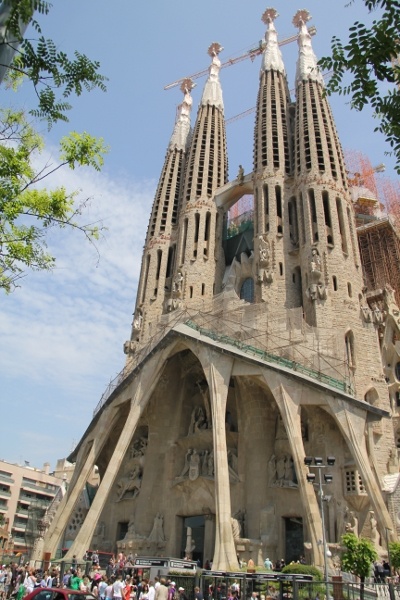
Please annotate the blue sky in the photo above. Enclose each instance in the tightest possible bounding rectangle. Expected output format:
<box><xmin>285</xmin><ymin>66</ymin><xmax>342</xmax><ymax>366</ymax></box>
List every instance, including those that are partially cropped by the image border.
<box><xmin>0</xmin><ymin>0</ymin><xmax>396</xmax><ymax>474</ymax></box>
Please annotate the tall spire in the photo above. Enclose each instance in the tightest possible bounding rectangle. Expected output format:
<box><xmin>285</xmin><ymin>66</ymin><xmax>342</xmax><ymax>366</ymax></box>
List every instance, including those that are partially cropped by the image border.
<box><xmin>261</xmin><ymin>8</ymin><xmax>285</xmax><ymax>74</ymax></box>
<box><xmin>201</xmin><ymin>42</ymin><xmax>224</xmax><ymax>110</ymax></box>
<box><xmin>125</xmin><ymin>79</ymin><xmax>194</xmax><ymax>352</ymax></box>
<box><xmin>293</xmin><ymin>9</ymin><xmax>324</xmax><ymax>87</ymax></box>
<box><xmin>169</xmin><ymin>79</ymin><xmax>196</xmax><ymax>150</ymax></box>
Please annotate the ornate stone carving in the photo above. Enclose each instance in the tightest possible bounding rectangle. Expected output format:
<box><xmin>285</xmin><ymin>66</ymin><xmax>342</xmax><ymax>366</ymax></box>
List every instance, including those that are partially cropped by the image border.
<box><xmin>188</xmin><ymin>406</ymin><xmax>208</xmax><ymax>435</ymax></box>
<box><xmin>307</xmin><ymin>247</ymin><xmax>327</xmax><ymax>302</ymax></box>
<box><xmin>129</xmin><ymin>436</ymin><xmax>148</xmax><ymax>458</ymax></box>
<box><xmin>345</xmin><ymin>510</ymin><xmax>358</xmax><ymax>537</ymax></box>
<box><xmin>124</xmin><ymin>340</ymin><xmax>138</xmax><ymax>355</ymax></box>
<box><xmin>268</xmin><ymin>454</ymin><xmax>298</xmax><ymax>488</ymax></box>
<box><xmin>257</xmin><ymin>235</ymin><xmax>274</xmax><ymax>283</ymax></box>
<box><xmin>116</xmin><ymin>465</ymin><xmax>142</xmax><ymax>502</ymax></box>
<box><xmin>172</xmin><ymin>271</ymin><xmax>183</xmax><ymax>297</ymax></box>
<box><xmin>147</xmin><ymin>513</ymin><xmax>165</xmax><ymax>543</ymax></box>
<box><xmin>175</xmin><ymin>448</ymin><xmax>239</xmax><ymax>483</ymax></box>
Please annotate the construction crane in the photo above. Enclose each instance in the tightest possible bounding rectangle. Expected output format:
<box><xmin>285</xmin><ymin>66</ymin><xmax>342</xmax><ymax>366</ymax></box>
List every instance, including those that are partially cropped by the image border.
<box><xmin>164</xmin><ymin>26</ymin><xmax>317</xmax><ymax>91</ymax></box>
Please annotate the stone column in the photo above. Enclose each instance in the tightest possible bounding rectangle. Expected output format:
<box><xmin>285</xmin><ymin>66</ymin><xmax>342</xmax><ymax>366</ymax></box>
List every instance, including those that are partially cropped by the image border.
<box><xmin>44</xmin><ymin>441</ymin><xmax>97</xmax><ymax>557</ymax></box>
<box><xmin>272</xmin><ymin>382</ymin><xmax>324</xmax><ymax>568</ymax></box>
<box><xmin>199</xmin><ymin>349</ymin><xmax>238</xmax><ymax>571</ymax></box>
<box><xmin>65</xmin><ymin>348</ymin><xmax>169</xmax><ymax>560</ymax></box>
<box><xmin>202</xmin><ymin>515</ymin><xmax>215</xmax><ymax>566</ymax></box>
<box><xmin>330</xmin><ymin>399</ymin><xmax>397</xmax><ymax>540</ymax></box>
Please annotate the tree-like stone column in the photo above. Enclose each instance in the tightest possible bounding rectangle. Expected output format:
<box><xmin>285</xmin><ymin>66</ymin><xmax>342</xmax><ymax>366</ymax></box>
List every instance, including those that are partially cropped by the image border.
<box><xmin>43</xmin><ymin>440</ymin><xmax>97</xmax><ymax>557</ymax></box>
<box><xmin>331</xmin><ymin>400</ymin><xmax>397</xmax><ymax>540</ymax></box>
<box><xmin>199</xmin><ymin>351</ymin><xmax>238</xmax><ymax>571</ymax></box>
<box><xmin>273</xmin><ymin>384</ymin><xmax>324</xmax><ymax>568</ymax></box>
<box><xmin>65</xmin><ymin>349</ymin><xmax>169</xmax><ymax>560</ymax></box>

### Stated exercise:
Copy out, in full, every line in the items above that contains the word "column".

### Final result:
Please annotate the stone column in the photo above. Enclose each instance in the tightest possible bounding rectangle. Expected output format:
Please annotate the tree-like stone column in the photo above. Enclose each instance in the tightest possible bounding rectangle. Expected output format:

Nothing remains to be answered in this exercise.